→ GIVEN PROBLEM
Copy the lines below word for word, with every character unchanged.

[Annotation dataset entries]
-- Start --
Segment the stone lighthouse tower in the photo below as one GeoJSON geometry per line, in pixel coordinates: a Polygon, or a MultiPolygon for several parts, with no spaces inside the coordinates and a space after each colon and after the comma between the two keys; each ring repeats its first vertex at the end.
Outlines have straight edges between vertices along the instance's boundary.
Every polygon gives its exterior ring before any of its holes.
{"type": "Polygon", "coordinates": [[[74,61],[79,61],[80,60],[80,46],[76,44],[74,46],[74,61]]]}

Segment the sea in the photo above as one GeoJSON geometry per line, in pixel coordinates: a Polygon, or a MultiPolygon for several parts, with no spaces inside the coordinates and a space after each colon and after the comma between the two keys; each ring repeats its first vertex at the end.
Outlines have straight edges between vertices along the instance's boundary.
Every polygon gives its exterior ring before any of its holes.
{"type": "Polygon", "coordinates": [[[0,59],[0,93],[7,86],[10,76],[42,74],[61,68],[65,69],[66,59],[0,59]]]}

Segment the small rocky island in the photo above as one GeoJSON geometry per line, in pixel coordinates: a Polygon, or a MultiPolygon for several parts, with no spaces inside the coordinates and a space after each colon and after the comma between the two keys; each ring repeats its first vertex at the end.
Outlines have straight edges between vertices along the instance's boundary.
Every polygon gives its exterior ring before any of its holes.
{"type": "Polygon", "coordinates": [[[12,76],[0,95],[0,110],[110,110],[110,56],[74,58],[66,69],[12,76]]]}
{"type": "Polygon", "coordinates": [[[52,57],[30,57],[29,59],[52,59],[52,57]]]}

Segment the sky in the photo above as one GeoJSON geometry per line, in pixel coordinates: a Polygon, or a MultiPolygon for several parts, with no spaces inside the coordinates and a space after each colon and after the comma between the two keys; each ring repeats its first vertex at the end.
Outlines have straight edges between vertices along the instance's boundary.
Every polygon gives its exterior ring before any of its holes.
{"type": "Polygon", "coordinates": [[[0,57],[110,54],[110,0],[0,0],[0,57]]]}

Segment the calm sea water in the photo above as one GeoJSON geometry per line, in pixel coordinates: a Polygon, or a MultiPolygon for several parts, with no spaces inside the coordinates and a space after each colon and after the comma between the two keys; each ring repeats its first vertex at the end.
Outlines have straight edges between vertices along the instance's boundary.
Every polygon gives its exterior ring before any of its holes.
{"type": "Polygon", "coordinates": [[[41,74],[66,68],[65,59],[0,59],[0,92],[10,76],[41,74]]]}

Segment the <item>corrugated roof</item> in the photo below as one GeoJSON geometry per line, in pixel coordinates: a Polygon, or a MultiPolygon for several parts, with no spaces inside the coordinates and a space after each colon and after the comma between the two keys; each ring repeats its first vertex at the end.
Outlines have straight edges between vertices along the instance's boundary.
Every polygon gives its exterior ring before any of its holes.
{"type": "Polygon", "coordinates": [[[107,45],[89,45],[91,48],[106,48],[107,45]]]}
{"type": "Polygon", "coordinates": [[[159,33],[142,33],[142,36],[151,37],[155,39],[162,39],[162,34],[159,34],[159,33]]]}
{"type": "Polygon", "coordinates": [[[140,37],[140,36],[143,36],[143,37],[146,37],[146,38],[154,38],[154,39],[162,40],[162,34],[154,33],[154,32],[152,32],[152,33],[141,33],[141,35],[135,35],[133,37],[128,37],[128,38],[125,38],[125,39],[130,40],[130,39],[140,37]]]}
-- End --
→ ANSWER TO THIS EXERCISE
Segment the stone lighthouse tower in the photo below as one GeoJSON geometry per line, in pixel coordinates: a Polygon, or a MultiPolygon for several parts, with no spaces inside the coordinates and a space after each colon and after the comma between the two keys; each ring repeats its first vertex at the end.
Outlines have straight edges between vertices along the instance's boundary.
Every polygon gives its exterior ring before any of its holes.
{"type": "Polygon", "coordinates": [[[74,61],[79,61],[80,60],[80,46],[76,44],[74,46],[74,61]]]}

Segment the sea in the photo above as one GeoJSON geometry per line, in pixel coordinates: a Polygon, or a MultiPolygon for several parts, with no spaces inside the coordinates and a space after each colon and after the comma between the two keys; each ring repeats its first vertex at the end.
Outlines have straight edges between vertices along the instance's boundary.
Every polygon gives its exterior ring before any of its holes.
{"type": "Polygon", "coordinates": [[[0,59],[0,93],[7,86],[10,76],[42,74],[61,68],[65,69],[66,59],[0,59]]]}

Segment the small rocky island in the photo above as one GeoJSON geometry per line, in pixel coordinates: a Polygon, or a MultiPolygon for several parts, with no spaces inside the coordinates and a space after each colon and after the comma between the two keys; each ring repeats its first vertex at the end.
Outlines have straight edges between vertices along the instance's boundary.
Every polygon gives its exterior ring before any of its holes.
{"type": "Polygon", "coordinates": [[[12,76],[0,95],[0,110],[110,110],[110,56],[74,58],[66,69],[12,76]]]}
{"type": "Polygon", "coordinates": [[[52,57],[30,57],[29,59],[52,59],[52,57]]]}

Segment the sky in the photo above as one GeoJSON geometry per line, in pixel coordinates: a Polygon, or a MultiPolygon for several parts, with no spaces inside the coordinates and a space after each colon and after the comma between the two keys; each ring repeats its first vertex at the end.
Outlines have straight edges between vertices along the instance's boundary.
Every polygon gives its exterior ring before any of its holes.
{"type": "Polygon", "coordinates": [[[0,57],[110,54],[110,0],[0,0],[0,57]]]}

Segment the calm sea water in the photo above as one GeoJSON geometry per line, in pixel coordinates: a Polygon, or a MultiPolygon for several parts, with no spaces inside the coordinates and a space after each colon and after the comma between the two keys; each ring repeats its first vertex at the end.
Outlines have straight edges between vertices along the instance's boundary.
Every polygon gives its exterior ring before any of its holes.
{"type": "Polygon", "coordinates": [[[41,74],[66,68],[65,59],[0,59],[0,92],[10,76],[41,74]]]}

Segment the <item>corrugated roof</item> in the photo below as one GeoJSON geometry per line, in pixel coordinates: a Polygon, or a MultiPolygon for several parts, with no spaces inside the coordinates and a space after each colon and after the comma between the two keys; each ring repeats its first vertex at the end.
Outlines have straight edges between vertices along the instance's boundary.
Every polygon gives its exterior ring before any of its holes.
{"type": "Polygon", "coordinates": [[[107,45],[89,45],[91,48],[106,48],[107,45]]]}
{"type": "Polygon", "coordinates": [[[159,33],[142,33],[142,36],[151,37],[155,39],[162,39],[162,34],[159,34],[159,33]]]}
{"type": "Polygon", "coordinates": [[[140,37],[140,36],[143,36],[143,37],[146,37],[146,38],[154,38],[154,39],[162,40],[162,34],[154,33],[154,32],[152,32],[152,33],[141,33],[141,35],[135,35],[133,37],[128,37],[128,38],[125,38],[125,39],[130,40],[130,39],[140,37]]]}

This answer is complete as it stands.